SOAL DAN TUGAS =
(A) Dalam kutipan tentang teknologi sepakbola, Peter Weyand disebut sebagai peneliti dari universitas mana?
(B) Tolong tuliskan kembali bagian kutipan tentang teknologi sepakbola, mulai dari "Kehadiran teknologi yang" sampai "dunia bola itu.".

KUTIPAN =
::::
Teknologi ini cocok bagi pemain sepakbola, khususnya penjaga gawang. Dalam babak adu penalti misalnya, penjaga gawang akan mampu melihat bola dan penendangnya di banyak sudut. Namun, perlu diingat, teknologi ini masih dikembangkan, belum tahap implementasi.
Selain mata serangga, teknologi lainnya yang bisa digunakan pemain sepakbola ialah kaki palsu. Oscar Pistorius, yang menggunakan kaki palsu “Cheetah” telah membuktikannya. Dalam penelitian yang dilakukan Peter Weyand, peneliti dari Southern Methodist University, kaki palsu yang digunakan Pistorius mampu membuatnya melesat sejauh 400 meter hanya dalam tempo 10 detik.
“Oscar menggerakkan kakinya lebih cepat dibandingkan siapapun dalam sejarah olahraga juga sains,” kata Weyand. “Dia mengayunkan kakinya 15 persen lebih cepat,” katanya.
Namun, kaki palsu seperti yang dipakai Pistorius digunakan pada mereka yang telah kehilangan kaki asli. Perlu upaya khusus untuk mentransfer kemampuan kaki palsu “Cheetah” ke pemain sepakbola yang masih memiliki kaki asli lengkap.
Dunia sepakbola terus berubah, khususnya oleh teknologi yang memungkinkan melahirkan perubahan-perubahan baru pada olahraga permainan paling populer sejagat ini. Mantan presiden FIFA Sepp Blatter, pernah berujar: “sepakbola ialah tentang manusia.”
Kehadiran teknologi yang berlebihan telah merenggut sisi manusia dari sepakbola. Blatter, pada 2012 lalu berkata: “selama saya masih menjabat presiden FIFA, saya janji tidak ada teknologi tersebut yang akan masuk ke dunia bola.” Sayang, ucapan Blatter itu cuma omongan belaka. Ia harus mundur akibat skandal korupsi di tubuh badan tertinggi dunia bola itu.
Sepakbola, perlahan, telah kehilangan sisi manusia, seperti keterbatasan panca indera, yang dahulu menjadi bumbu dan drama yang menyuguhkan emosi pemain dan penontonnya.
::::
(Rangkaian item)
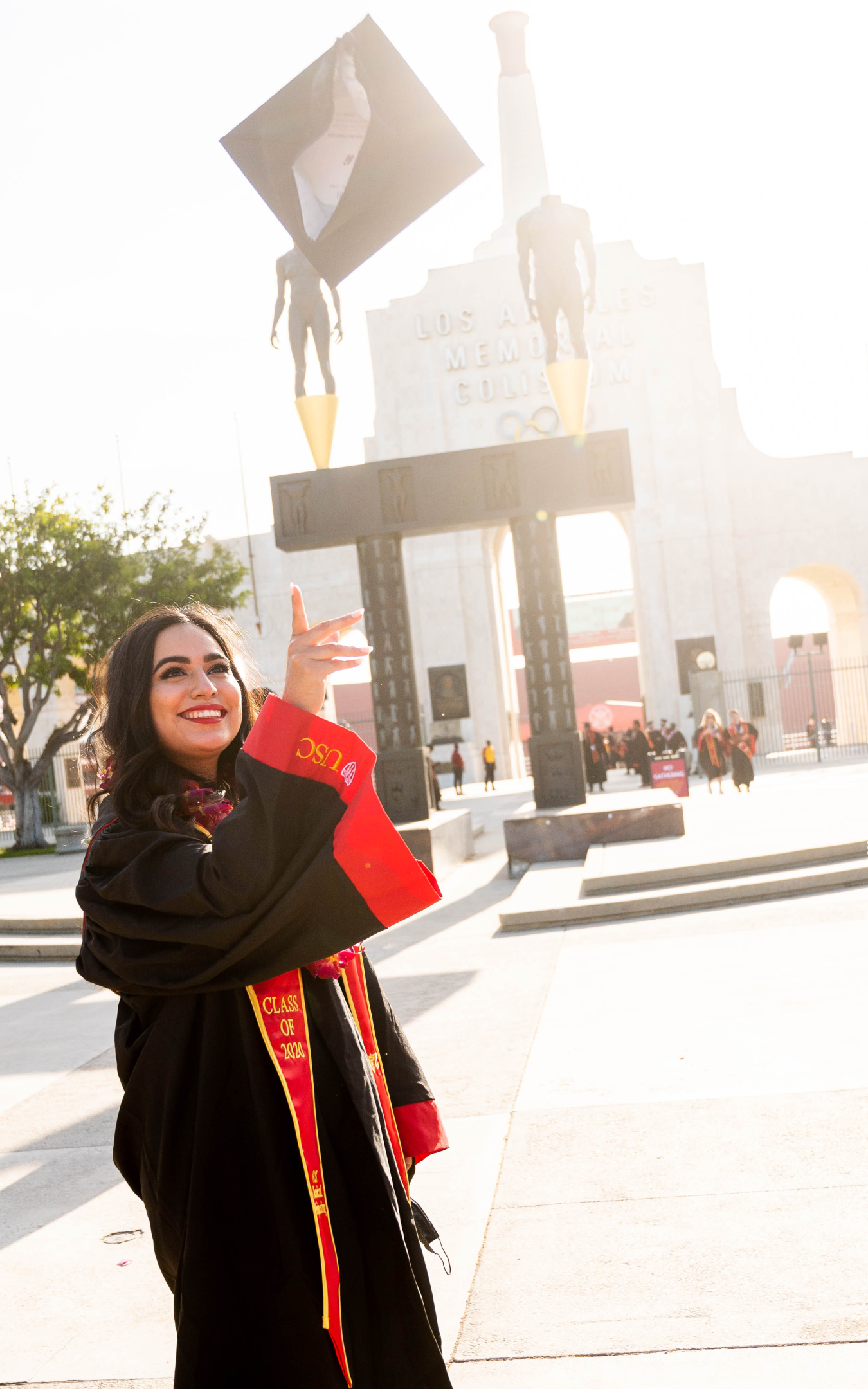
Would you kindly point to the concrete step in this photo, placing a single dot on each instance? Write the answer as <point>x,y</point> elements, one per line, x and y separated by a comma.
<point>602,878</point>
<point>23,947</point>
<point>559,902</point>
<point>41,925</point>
::::
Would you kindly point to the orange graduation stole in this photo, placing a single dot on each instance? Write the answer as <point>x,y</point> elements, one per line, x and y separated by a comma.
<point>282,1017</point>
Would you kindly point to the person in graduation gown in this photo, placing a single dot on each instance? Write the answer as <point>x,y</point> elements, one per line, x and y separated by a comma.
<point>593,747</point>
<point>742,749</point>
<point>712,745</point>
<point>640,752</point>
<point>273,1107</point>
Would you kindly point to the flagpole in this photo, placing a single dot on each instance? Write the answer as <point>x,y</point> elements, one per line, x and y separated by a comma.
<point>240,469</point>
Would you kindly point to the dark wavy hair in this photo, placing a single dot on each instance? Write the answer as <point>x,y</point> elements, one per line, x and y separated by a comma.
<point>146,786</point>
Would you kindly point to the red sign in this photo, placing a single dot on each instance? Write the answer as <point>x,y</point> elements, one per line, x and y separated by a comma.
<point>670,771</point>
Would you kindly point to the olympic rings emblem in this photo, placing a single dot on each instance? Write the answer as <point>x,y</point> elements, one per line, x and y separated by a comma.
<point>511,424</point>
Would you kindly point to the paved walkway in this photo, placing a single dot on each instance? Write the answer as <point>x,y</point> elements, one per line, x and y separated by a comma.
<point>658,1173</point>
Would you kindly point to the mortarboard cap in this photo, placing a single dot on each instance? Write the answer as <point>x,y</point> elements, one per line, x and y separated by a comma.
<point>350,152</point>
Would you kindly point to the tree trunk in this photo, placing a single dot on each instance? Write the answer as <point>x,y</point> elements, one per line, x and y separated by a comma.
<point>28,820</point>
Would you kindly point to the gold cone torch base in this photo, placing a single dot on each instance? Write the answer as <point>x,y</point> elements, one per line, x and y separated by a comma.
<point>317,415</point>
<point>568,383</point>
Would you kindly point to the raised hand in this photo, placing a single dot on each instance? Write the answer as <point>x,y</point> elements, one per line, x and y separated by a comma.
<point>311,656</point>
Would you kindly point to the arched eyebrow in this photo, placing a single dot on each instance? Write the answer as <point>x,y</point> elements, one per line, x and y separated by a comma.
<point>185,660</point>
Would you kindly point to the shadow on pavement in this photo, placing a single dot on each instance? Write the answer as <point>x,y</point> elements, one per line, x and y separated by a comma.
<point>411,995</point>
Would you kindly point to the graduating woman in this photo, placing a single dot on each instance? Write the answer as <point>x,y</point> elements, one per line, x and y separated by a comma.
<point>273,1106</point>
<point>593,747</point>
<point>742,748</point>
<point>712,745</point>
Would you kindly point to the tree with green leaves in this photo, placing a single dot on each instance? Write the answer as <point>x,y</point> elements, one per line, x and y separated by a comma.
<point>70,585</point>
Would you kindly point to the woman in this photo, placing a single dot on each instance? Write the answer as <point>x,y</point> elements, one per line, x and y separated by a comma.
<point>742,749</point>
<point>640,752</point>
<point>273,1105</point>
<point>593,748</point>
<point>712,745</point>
::::
JAWABAN TERTULIS =
(A) Southern Methodist University.

(B)
Kehadiran teknologi yang berlebihan telah merenggut sisi manusia dari sepakbola. Blatter, pada 2012 lalu berkata: “selama saya masih menjabat presiden FIFA, saya janji tidak ada teknologi tersebut yang akan masuk ke dunia bola.” Sayang, ucapan Blatter itu cuma omongan belaka. Ia harus mundur akibat skandal korupsi di tubuh badan tertinggi dunia bola itu.